#### [TASK OBJECTIVE]
For the records below, reproduce exactly the line that contains "Study the picture above. For each instance of the potted" and all subsequent lines, with nothing left out and nothing added.

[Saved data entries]
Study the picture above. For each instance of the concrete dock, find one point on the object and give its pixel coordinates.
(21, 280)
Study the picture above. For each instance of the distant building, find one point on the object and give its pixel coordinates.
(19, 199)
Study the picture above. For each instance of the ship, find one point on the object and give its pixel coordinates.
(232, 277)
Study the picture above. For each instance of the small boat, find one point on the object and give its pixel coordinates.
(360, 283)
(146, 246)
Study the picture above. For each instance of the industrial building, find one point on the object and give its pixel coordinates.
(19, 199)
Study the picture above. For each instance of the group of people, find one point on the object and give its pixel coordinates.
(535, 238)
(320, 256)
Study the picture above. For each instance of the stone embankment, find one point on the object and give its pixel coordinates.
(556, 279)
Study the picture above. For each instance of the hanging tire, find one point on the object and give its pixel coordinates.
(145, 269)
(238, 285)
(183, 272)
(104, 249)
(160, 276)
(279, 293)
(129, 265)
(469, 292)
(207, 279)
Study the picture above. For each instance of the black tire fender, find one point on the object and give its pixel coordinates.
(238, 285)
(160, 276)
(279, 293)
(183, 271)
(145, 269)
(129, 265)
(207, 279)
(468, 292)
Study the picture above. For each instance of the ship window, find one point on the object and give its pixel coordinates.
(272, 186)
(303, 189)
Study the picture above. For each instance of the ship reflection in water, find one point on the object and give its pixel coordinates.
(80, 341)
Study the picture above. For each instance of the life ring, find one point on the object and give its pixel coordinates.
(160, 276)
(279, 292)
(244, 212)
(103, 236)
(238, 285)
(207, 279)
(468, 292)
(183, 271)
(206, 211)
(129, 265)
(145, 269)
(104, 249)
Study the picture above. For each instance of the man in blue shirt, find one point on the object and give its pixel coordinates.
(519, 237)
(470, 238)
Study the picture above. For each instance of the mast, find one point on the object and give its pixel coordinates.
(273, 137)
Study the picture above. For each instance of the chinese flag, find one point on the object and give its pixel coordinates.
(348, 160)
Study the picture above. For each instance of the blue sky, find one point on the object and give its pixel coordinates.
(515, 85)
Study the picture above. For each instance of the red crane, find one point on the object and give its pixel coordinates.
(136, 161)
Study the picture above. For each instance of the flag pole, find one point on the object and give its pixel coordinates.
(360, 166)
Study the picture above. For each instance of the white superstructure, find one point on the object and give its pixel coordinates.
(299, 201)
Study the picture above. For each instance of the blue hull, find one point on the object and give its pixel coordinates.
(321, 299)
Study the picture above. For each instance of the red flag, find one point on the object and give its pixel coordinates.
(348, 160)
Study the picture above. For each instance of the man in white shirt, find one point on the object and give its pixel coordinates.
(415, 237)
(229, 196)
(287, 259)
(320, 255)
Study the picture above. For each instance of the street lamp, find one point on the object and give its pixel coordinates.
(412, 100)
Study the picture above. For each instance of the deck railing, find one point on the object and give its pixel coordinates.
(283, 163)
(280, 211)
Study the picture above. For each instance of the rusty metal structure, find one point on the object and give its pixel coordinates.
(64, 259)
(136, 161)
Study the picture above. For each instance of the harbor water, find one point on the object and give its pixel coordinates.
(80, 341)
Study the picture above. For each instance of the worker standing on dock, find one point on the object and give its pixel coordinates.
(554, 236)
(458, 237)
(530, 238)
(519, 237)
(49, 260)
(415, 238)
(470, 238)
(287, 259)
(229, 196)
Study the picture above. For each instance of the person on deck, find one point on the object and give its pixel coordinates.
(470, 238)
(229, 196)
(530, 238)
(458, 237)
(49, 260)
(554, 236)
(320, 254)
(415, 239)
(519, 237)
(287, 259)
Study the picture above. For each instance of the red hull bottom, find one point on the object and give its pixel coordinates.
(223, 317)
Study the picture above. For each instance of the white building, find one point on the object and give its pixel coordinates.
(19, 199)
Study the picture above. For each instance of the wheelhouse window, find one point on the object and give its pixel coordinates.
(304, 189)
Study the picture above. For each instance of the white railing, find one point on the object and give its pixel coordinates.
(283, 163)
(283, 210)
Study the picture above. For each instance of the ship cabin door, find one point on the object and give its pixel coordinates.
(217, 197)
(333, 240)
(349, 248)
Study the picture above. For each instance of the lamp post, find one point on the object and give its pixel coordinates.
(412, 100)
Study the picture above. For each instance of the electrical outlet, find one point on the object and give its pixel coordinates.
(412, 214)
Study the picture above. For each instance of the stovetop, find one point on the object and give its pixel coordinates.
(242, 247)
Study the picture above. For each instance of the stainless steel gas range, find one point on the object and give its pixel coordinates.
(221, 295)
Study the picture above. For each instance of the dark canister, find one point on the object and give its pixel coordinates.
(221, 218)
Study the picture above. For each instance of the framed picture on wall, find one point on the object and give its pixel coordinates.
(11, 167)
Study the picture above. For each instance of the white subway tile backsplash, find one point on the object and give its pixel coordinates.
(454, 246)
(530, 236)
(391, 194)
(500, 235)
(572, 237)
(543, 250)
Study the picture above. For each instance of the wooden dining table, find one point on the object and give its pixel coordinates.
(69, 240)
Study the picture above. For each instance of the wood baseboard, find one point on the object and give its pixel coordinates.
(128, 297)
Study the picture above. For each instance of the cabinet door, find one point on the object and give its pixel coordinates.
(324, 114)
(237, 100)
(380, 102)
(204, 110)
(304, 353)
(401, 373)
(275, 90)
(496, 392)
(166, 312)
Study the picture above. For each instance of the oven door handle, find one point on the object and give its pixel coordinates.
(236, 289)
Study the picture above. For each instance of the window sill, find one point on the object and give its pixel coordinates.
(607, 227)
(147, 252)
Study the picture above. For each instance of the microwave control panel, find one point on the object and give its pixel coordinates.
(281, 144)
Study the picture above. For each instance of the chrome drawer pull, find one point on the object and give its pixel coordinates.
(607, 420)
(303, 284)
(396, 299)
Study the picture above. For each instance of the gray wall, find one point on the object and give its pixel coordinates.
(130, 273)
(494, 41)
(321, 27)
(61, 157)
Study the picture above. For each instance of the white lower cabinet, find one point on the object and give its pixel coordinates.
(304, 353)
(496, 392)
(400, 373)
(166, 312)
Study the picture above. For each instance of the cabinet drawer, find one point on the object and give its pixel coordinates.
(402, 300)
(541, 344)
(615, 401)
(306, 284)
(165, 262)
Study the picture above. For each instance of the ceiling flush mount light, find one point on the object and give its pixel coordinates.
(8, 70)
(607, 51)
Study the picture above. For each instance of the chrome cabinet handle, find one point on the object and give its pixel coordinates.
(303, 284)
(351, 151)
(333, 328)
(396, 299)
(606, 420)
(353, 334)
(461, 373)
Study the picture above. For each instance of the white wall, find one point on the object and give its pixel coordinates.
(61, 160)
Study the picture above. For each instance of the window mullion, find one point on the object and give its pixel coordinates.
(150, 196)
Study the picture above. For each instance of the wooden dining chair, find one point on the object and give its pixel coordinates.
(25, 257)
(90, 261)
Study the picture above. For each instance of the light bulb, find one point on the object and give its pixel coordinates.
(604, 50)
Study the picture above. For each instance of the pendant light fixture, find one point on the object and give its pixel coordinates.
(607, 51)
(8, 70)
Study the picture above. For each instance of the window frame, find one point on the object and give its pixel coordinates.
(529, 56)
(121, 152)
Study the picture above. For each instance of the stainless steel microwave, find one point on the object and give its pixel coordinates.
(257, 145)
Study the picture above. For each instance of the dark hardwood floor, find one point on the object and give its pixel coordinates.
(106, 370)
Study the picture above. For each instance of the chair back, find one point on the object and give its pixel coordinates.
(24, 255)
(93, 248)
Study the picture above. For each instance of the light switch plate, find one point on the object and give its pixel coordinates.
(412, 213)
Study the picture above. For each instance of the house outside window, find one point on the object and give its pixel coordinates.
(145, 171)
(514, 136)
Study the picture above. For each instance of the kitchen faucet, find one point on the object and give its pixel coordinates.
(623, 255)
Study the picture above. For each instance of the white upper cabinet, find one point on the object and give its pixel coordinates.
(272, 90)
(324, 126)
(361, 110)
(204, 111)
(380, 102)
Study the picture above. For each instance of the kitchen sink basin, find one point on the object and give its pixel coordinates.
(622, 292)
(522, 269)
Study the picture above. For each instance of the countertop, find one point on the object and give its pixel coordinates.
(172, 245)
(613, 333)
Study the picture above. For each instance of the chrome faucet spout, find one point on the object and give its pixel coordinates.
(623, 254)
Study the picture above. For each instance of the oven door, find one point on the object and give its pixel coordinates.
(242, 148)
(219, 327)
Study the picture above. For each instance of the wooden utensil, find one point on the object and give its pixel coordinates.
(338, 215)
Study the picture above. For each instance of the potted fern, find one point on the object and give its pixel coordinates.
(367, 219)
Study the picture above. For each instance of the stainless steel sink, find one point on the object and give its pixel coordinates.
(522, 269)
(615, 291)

#### [RESULT FOR THIS TASK]
Study the picture above. For each instance of the potted fern, find one point on the object and give its pixel coordinates.
(367, 219)
Study the picture above. For each instance of the stainless steel sink, find one point on the object and give its pixel coordinates.
(522, 269)
(615, 291)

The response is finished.